◆ Exercise objective
In the bread recipe, how many minutes of baking are done with the Dutch oven lid on?

Easy everyday bread recipe

Slightly crunchy crust on the outside, soft on the inside. It sounds so basic, but when done right a good loaf of bread is honestly one of life’s simplest pleasures – even more if you’ve made the loaf of bread yourself, hence this easy everyday bread recipe.

My bread making journey started when I was living in rural Thailand, around 2015. The traditional Western style bread I had grown up with was only found at international bakeries and gourmet supermarkets or specific cafe’s and restaurants, the majority of which where five hours away. So I started researching and making my own bread. I attended a course with the late John Reid of Red Beard Bakery, as well as at the German Institute of Bread Making. This particular recipe for easy everyday bread is  based on all of my research and a range of techniques I learnt during my bread courses but in essence is a no-knead style bread baked in a round Dutch oven. If you don’t have a round Dutch oven, it is honestly a wonderful investment and worth it just to create this incredible bread which you can make in around five hours including rise and baking time. I make around three loaves a week, and bread has become one of my go-to contribution to dinners and parties, as well as something I love to gift people.

You simply mix all the ingredients together in a bowl, cover it with plastic wrap and a tea towel for three hours. The dough requires a few pulls at this stage, then is transferred to a rice flour dusted bread basket for its second rise. While this is happening you can turn on the oven. Once the bread has completed its second rise the loaf is flipped into the Dutch oven, the lid goes on and it is baked for 45 minutes total. 30 minutes of this will be with the lid on and the final 15 minutes without a lid. Allow the freshly baked loaf to cool for up to one hour then enjoy your delicious, home baked bread.


When using rye flour note that you may require more water and your loaf will not rise as much as a 100% white loaf. Also allow more time for it to rise.


If you have left over pasta water or water from cooking potatoes, reserve these to use for your bread dough as the starch can help improve the texture and rise of your dough.


Store the bread in the same pot you cooked it in with the lid on. After cutting, place it cut-side down. It will keep for 4 to 5 days like this.


Large lidded cast iron pot, bread basket with lining, a bread lame, knife or razor for scoring the loaf (prevents cracking), plastic wrap, tea towel, small sieve, a tablespoon or wooden spoon, teaspoon, oven gloves, baking paper, scissors.

You can watch the step-by-step easy everyday bread video here on Instagram.


3.5 cups flour (I like 3 cups all-purpose/bread flour and 1/2 cup rye flour)

◆ Data rows
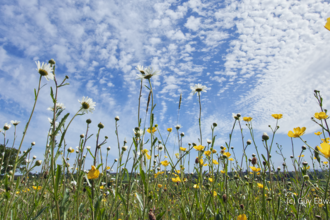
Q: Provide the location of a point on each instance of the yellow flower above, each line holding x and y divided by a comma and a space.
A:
320, 115
177, 179
277, 116
165, 163
247, 119
207, 153
93, 173
318, 133
242, 217
325, 150
37, 188
156, 174
327, 25
199, 148
227, 154
325, 140
154, 129
297, 132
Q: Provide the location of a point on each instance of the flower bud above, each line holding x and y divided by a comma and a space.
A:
100, 125
265, 136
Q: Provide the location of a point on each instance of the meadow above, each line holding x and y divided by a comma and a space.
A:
146, 182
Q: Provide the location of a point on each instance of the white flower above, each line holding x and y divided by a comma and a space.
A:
178, 126
237, 116
87, 105
58, 106
45, 70
15, 122
198, 88
6, 126
138, 133
140, 69
149, 72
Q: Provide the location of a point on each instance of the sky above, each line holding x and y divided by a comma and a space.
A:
257, 57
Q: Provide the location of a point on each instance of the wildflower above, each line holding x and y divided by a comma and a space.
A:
45, 70
318, 133
140, 69
242, 217
198, 88
227, 154
254, 169
207, 153
152, 130
177, 179
327, 25
199, 148
87, 105
6, 126
165, 163
325, 140
93, 173
15, 122
320, 115
325, 150
297, 132
247, 119
277, 116
196, 186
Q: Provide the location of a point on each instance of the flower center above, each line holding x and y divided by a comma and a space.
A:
43, 72
85, 105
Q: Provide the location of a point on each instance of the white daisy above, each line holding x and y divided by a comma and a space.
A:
15, 122
198, 88
45, 70
87, 105
6, 126
140, 69
149, 72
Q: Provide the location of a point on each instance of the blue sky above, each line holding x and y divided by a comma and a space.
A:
257, 57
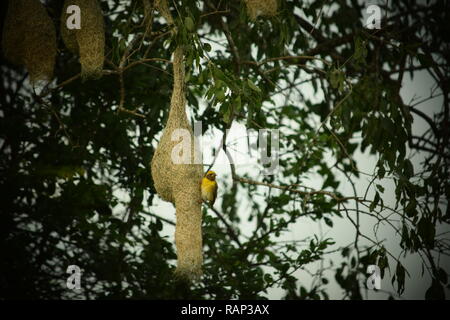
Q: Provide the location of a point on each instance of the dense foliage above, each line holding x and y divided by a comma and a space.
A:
67, 149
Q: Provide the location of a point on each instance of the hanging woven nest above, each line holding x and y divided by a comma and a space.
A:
29, 38
89, 41
180, 183
265, 8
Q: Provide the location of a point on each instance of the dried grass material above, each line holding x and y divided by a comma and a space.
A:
265, 8
89, 41
180, 183
29, 38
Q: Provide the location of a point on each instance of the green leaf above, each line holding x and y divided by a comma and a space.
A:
189, 23
207, 47
374, 202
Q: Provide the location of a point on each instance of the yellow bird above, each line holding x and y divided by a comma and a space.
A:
209, 187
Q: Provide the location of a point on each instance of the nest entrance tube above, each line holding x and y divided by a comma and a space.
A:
179, 183
89, 41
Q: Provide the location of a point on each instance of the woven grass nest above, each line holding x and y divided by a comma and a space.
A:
265, 8
180, 183
89, 41
29, 38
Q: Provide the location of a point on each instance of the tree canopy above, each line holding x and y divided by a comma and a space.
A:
75, 157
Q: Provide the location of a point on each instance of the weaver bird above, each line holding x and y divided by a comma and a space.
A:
209, 187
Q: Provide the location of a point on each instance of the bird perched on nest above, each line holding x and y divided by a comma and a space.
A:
209, 187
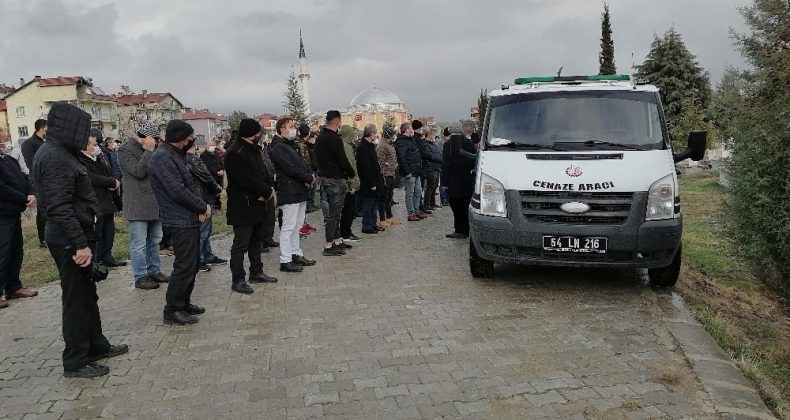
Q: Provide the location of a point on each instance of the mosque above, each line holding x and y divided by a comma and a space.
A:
370, 106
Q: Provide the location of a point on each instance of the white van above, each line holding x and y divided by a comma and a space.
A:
578, 171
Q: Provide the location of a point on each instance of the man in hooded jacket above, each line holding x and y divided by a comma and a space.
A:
66, 194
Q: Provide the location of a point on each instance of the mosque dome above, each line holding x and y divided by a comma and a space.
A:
375, 96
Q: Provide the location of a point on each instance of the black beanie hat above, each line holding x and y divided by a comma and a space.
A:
248, 128
177, 130
304, 130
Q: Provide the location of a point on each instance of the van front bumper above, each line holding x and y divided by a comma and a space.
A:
636, 243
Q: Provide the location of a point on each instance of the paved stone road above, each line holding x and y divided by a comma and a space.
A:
397, 329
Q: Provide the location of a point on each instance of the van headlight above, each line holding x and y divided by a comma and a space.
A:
492, 197
661, 199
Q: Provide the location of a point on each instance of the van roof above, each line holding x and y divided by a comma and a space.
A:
568, 86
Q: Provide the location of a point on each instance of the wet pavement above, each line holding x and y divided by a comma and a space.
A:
398, 328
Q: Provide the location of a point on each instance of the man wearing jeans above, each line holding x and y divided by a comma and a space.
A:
335, 169
410, 167
293, 179
140, 208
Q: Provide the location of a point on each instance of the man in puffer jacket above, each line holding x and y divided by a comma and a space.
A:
66, 195
181, 210
293, 179
210, 190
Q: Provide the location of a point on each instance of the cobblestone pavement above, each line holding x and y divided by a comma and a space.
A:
396, 329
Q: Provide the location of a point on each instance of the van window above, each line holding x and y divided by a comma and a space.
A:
549, 118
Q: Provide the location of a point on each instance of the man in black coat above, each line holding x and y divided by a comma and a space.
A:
458, 179
371, 182
104, 185
16, 194
335, 170
66, 195
249, 193
293, 179
29, 149
181, 210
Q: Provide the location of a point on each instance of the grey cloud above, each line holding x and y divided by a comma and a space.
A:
436, 55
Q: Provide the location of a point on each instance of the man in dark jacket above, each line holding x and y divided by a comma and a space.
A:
371, 182
181, 209
334, 169
410, 167
140, 207
458, 178
29, 149
249, 193
104, 184
432, 163
293, 179
16, 194
67, 196
210, 191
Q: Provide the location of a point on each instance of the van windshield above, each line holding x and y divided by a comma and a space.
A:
613, 120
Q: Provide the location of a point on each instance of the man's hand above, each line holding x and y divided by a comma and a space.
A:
83, 257
149, 143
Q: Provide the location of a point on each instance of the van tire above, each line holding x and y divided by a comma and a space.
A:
666, 276
480, 267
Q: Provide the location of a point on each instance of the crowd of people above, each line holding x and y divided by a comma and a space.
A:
168, 193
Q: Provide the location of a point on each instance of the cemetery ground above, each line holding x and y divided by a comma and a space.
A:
748, 320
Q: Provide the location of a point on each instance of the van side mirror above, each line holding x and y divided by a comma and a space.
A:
696, 147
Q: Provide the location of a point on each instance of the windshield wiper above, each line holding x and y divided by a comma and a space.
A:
593, 143
515, 145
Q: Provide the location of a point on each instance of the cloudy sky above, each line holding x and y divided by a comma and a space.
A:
436, 55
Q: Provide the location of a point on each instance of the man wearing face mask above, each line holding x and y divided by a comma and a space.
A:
293, 178
181, 210
249, 194
104, 184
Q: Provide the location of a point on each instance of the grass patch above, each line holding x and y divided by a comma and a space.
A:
746, 318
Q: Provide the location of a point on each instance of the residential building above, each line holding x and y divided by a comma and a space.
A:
33, 99
133, 109
207, 125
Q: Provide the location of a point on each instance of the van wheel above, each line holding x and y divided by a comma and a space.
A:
666, 276
480, 268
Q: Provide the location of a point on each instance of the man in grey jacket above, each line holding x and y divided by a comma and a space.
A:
140, 208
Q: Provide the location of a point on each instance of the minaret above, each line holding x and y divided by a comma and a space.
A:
304, 75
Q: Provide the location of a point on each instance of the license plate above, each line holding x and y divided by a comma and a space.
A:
595, 245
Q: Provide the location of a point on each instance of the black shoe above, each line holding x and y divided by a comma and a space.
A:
262, 278
114, 263
242, 287
180, 318
290, 268
333, 252
111, 352
456, 235
302, 261
194, 309
91, 370
145, 283
217, 261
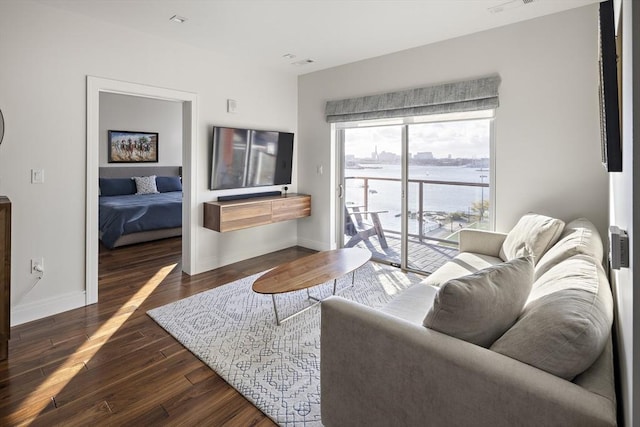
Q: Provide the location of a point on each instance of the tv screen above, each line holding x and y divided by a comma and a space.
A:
250, 158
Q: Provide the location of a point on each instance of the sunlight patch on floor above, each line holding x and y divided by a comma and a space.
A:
53, 384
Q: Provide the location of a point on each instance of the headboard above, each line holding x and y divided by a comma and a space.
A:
128, 172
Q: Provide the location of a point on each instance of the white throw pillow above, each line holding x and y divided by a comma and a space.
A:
145, 184
480, 307
579, 236
533, 232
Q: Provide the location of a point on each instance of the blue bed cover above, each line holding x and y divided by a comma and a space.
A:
132, 213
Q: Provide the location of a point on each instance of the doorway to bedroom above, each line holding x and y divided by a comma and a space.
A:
187, 104
140, 175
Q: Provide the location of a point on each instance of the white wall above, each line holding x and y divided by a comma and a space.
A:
46, 56
622, 213
547, 134
134, 113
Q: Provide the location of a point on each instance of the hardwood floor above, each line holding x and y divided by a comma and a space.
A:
110, 364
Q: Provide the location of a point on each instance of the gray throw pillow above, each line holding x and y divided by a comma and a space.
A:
566, 322
480, 307
533, 233
145, 184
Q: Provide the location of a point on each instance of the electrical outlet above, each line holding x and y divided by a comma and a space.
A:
37, 176
37, 266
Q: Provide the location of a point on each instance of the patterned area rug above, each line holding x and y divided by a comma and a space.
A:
277, 368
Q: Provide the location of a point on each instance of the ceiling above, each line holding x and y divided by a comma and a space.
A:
330, 32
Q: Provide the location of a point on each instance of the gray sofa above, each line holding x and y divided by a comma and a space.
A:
552, 366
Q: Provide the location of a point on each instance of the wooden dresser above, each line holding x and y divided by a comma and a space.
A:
238, 214
5, 275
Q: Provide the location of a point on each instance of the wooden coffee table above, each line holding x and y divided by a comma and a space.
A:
310, 271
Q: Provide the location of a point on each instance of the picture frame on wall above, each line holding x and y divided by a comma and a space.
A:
132, 147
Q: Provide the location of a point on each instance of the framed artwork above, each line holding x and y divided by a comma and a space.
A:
133, 147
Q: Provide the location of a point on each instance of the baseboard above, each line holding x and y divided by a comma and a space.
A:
314, 244
39, 309
211, 263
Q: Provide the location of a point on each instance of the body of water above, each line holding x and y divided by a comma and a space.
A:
437, 198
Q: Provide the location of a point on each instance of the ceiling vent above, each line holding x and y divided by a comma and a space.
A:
303, 62
509, 5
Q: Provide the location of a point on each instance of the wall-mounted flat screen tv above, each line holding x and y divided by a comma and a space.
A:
250, 158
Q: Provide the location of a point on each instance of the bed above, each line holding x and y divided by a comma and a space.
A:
126, 217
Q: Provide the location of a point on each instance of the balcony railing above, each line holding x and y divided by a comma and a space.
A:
420, 214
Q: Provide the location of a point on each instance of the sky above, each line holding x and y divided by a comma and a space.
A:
460, 139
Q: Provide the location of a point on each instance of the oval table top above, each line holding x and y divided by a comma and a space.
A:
311, 270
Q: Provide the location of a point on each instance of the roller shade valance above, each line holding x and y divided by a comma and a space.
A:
469, 95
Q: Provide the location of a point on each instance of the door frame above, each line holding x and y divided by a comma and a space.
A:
189, 100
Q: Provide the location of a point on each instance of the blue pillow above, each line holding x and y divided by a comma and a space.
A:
166, 184
117, 186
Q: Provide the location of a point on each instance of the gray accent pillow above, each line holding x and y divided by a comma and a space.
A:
534, 233
579, 236
480, 307
145, 184
566, 321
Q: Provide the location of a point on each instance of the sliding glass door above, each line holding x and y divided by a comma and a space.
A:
410, 186
372, 178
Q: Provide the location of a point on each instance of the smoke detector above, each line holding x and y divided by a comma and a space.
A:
509, 5
304, 62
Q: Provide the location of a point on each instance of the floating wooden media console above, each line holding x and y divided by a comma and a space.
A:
238, 214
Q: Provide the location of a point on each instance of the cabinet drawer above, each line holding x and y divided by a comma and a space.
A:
291, 208
244, 216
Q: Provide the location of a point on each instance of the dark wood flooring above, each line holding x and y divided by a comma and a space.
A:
110, 364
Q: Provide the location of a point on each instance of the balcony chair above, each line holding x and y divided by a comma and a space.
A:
359, 229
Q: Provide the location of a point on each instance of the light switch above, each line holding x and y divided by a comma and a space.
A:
37, 176
232, 106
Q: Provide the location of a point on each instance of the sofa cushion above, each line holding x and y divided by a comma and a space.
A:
480, 307
566, 321
413, 303
578, 237
533, 232
463, 264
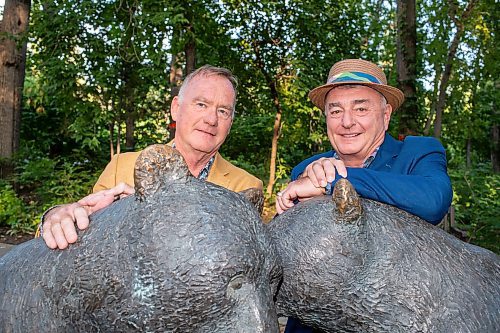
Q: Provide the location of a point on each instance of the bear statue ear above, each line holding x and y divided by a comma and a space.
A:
157, 165
346, 201
255, 196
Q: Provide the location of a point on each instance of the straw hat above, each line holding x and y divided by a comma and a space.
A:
357, 71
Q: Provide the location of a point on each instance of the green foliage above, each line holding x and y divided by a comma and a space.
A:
477, 208
95, 66
14, 213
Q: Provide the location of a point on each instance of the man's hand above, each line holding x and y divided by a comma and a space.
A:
322, 171
302, 189
59, 224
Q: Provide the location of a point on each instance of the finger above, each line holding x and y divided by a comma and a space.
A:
82, 217
318, 177
279, 210
329, 169
48, 237
124, 189
58, 235
69, 229
340, 167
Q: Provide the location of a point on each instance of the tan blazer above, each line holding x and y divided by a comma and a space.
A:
223, 173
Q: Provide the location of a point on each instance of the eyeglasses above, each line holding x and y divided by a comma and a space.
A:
222, 113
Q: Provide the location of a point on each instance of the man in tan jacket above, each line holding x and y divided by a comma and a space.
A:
203, 111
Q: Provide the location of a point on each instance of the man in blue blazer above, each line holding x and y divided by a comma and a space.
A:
410, 175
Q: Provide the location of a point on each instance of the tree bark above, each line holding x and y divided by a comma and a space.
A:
406, 60
495, 138
274, 142
459, 22
175, 78
13, 43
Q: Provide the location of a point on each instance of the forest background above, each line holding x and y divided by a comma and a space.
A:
82, 80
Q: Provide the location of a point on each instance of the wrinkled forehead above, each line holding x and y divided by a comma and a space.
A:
362, 92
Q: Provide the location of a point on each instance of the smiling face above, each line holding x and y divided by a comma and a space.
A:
356, 118
201, 114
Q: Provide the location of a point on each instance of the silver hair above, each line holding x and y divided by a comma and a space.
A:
209, 70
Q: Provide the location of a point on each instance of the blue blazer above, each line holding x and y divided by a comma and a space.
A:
410, 175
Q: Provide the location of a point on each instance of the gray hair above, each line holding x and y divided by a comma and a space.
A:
209, 70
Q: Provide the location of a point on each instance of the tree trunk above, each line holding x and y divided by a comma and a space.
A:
274, 143
495, 139
406, 60
190, 51
459, 22
13, 29
468, 152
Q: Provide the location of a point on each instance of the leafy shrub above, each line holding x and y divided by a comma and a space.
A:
15, 214
477, 208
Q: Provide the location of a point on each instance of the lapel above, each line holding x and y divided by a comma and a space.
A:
386, 154
219, 171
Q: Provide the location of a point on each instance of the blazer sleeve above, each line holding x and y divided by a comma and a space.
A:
415, 181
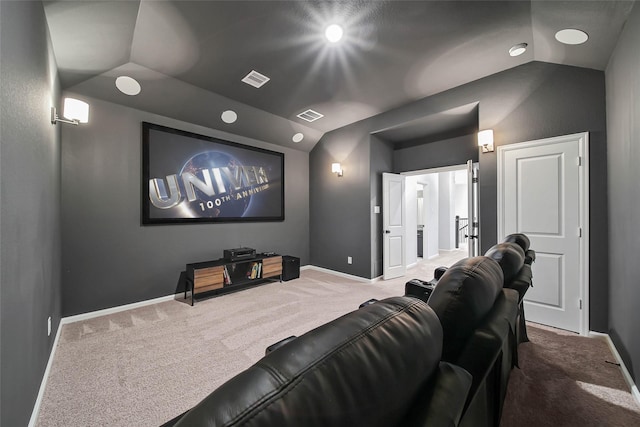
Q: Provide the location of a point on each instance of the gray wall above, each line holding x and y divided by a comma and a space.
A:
532, 101
108, 258
340, 206
448, 152
30, 207
623, 153
381, 161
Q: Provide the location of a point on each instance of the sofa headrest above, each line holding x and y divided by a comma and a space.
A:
462, 298
510, 256
520, 239
364, 368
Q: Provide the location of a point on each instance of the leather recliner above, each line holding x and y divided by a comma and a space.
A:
515, 257
477, 315
377, 366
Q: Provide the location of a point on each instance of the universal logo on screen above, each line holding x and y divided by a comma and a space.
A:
224, 186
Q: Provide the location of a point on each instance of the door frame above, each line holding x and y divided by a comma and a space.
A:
452, 168
583, 182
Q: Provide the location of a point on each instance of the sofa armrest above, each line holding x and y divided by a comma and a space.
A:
444, 398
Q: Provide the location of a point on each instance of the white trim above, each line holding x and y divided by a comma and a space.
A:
436, 170
45, 377
117, 309
625, 372
345, 275
583, 150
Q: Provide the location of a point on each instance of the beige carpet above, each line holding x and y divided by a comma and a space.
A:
144, 366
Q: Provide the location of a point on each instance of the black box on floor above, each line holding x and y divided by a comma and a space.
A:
290, 267
419, 289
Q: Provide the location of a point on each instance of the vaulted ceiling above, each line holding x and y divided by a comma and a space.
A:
190, 56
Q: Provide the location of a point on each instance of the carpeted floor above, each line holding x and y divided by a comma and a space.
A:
567, 380
142, 367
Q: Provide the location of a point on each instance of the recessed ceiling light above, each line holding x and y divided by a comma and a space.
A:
333, 33
572, 36
518, 49
310, 115
128, 85
255, 79
229, 116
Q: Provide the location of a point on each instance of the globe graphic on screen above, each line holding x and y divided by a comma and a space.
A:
220, 204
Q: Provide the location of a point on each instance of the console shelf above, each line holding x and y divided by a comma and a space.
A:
223, 276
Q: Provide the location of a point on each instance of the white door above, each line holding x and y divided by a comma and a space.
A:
393, 223
542, 192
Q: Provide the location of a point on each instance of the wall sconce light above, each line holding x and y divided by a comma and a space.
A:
485, 140
74, 112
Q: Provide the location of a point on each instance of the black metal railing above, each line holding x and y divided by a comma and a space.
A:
462, 230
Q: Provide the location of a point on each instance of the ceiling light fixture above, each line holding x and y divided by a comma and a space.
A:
333, 33
255, 79
229, 116
518, 49
128, 85
572, 36
310, 115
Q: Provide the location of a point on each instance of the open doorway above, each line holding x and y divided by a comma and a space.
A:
438, 220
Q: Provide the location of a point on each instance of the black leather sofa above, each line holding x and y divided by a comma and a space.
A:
479, 303
478, 317
377, 366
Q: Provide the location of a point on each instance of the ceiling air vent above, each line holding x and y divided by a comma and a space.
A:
310, 115
255, 79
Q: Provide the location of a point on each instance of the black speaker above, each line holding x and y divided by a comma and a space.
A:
290, 267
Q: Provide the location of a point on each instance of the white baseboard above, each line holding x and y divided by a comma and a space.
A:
625, 372
104, 312
77, 318
45, 377
338, 273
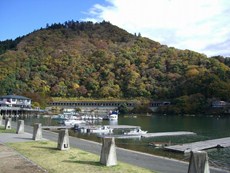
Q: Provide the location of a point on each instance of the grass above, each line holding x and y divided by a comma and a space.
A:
46, 155
3, 130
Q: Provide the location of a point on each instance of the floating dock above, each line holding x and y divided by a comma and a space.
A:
202, 145
150, 135
160, 134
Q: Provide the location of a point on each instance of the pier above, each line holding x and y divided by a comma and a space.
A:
161, 134
202, 145
150, 135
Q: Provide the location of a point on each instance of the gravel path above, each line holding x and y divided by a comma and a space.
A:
156, 163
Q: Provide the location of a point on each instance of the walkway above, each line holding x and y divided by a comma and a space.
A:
157, 163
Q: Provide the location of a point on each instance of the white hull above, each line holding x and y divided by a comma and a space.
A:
73, 122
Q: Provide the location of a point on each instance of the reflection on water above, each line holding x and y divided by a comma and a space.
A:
205, 128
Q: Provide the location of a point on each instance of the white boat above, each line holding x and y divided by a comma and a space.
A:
101, 129
113, 116
72, 122
136, 131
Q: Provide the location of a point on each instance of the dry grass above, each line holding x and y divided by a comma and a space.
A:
47, 155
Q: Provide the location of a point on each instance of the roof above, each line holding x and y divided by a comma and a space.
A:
14, 97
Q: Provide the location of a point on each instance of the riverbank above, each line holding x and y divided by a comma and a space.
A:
19, 153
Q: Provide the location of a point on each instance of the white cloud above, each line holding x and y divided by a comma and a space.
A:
184, 24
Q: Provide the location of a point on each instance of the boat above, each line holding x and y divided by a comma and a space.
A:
101, 129
113, 115
160, 144
136, 131
72, 122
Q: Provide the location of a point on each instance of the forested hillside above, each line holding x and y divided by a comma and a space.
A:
82, 59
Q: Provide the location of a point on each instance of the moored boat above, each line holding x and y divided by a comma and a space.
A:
72, 122
136, 131
113, 115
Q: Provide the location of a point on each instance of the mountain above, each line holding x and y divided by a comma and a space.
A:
83, 59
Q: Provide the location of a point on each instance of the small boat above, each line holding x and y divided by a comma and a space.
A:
101, 129
160, 144
72, 122
113, 115
136, 131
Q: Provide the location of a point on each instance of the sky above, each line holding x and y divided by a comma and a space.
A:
199, 25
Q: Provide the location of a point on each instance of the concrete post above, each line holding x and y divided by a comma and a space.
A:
8, 123
1, 117
198, 162
37, 133
108, 152
63, 140
20, 126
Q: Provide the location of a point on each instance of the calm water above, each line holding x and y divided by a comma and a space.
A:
205, 128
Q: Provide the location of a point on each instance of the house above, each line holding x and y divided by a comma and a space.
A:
15, 101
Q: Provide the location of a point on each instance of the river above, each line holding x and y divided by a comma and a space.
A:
206, 127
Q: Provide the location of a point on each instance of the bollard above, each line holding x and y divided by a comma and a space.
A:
20, 127
108, 152
1, 117
198, 162
8, 123
37, 133
63, 140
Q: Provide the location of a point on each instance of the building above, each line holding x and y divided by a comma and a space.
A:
15, 101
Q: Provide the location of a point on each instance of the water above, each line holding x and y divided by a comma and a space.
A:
205, 127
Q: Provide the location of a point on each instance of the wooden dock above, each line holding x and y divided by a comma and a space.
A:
160, 134
202, 145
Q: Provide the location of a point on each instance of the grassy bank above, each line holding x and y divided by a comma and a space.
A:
46, 154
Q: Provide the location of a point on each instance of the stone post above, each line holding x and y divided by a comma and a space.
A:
198, 162
20, 126
63, 140
37, 133
8, 123
1, 117
108, 152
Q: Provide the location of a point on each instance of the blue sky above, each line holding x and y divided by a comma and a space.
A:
199, 25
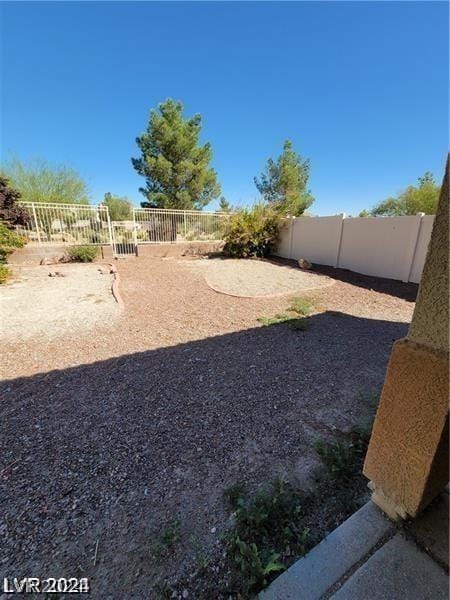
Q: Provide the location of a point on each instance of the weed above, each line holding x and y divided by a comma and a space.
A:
280, 318
5, 273
267, 527
301, 306
235, 494
338, 457
200, 555
254, 566
343, 459
168, 538
299, 324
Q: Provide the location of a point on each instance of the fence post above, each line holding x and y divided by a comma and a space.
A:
413, 251
341, 233
36, 223
291, 234
111, 239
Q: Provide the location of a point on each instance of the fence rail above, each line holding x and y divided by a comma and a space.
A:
155, 225
51, 224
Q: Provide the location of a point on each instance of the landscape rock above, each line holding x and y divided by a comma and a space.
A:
304, 264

◆ Solution below
30 minutes.